■ Exercise directions: Give back all the data exactly as it was written.

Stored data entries
----
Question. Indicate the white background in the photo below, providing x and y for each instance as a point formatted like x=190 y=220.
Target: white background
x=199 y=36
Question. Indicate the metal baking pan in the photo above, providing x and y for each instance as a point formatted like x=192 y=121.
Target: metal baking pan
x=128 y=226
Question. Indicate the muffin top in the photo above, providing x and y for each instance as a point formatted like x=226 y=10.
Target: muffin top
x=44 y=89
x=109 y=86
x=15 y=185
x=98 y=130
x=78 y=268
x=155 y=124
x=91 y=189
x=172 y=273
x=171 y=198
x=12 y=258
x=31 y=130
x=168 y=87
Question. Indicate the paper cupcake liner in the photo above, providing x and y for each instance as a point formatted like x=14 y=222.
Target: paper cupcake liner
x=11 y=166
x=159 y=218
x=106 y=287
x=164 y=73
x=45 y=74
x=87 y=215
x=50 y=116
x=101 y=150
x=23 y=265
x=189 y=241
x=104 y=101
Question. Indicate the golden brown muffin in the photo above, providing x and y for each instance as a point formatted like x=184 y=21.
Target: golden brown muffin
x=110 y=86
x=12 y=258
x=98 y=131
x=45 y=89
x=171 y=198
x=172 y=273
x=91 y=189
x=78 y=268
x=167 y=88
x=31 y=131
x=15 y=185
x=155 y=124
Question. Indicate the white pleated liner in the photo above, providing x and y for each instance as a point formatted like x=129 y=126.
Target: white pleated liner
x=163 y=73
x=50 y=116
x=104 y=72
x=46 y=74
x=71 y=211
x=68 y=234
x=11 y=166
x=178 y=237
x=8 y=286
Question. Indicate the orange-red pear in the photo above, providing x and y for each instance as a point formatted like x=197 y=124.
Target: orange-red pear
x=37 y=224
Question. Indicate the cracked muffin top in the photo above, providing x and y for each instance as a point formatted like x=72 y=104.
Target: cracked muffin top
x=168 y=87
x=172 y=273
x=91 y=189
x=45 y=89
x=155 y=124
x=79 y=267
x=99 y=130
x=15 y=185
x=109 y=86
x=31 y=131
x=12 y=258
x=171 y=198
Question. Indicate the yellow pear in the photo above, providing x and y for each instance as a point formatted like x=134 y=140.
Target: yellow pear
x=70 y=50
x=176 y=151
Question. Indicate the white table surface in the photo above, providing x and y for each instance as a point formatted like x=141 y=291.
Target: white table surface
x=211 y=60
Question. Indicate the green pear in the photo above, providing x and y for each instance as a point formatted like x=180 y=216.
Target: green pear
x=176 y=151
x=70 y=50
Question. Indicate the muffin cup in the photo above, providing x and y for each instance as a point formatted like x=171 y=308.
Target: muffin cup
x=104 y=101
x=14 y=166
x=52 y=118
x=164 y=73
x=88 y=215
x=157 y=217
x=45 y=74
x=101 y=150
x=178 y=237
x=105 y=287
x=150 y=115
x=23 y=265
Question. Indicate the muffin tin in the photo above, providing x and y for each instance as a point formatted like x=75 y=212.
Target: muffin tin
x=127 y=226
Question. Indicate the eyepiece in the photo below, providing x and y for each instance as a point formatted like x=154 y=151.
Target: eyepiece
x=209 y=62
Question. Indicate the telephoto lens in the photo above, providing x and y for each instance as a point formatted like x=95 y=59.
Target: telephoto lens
----
■ Solution for this exercise:
Question. Indicate the white background in the photo below, providing x and y for each instance as a point formatted like x=190 y=220.
Target: white background
x=199 y=36
Question. Indicate the metal baking pan in the photo above, providing x and y for each instance as a point formatted like x=192 y=121.
Target: metal baking pan
x=128 y=226
Question. Indicate the muffin top in the photo above, providing x and y for each instance as a point formatted like x=226 y=10.
Target: muffin top
x=44 y=89
x=109 y=86
x=15 y=185
x=98 y=130
x=78 y=268
x=155 y=124
x=91 y=189
x=172 y=273
x=171 y=198
x=12 y=258
x=31 y=130
x=168 y=87
Question. Indicate the paper cupcake liner in the photo above, providing x and y for each instance as a point formatted like x=14 y=222.
Target: paper cupcake liner
x=11 y=166
x=159 y=218
x=106 y=287
x=164 y=73
x=45 y=74
x=87 y=215
x=50 y=116
x=101 y=150
x=23 y=265
x=189 y=241
x=104 y=101
Question. Indicate the golden brown muffin in the photo above, providing x and y for each instance as a point formatted like x=184 y=21.
Target: golden brown muffin
x=110 y=86
x=12 y=258
x=98 y=131
x=45 y=89
x=171 y=198
x=172 y=273
x=91 y=189
x=78 y=268
x=167 y=88
x=31 y=131
x=15 y=185
x=155 y=124
Question. Indicate the white pleated liner in the photo above, providing x and y for each instance as a point formatted like x=129 y=126.
Target: white pleated liner
x=163 y=73
x=50 y=116
x=104 y=72
x=46 y=74
x=71 y=211
x=68 y=234
x=11 y=166
x=178 y=237
x=8 y=286
Question. Indicate the orange-red pear in the photo above, providing x and y for each instance as a point formatted like x=197 y=124.
Target: orange-red pear
x=37 y=224
Question. Indicate the cracked muffin top in the photo above, providing x and y for each instance as a point formatted like x=72 y=104.
Target: cracked muffin top
x=168 y=87
x=172 y=273
x=91 y=189
x=45 y=89
x=155 y=124
x=79 y=267
x=99 y=130
x=15 y=185
x=109 y=86
x=31 y=131
x=12 y=258
x=171 y=198
Question. Indicate the yellow pear in the photo above, providing x and y for each instance as a point formatted like x=134 y=140.
Target: yellow pear
x=70 y=50
x=176 y=151
Question. Indicate the white table surface in the photo above, providing x and y for each instance as a point formatted like x=141 y=291.
Target: white table surface
x=211 y=60
Question. Indicate the green pear in the photo above, providing x and y for each instance as a point formatted like x=180 y=216.
Target: green pear
x=176 y=151
x=70 y=50
Question. Indicate the muffin cup in the photo above, providing x and y for each instance as a point formatted like x=171 y=308.
Target: muffin cup
x=104 y=101
x=14 y=166
x=52 y=118
x=164 y=73
x=88 y=215
x=157 y=217
x=45 y=74
x=101 y=150
x=178 y=237
x=105 y=287
x=150 y=115
x=23 y=265
Question. Indicate the muffin tin in the photo above, providing x and y for each instance as a point formatted like x=75 y=212.
Target: muffin tin
x=127 y=226
Question. Indicate the eyepiece in the photo below, providing x and y for each instance as a point formatted like x=154 y=151.
Target: eyepiece
x=209 y=62
Question. Indicate the telephoto lens in the photo above, providing x and y for each instance as a point formatted like x=95 y=59.
Target: telephoto lens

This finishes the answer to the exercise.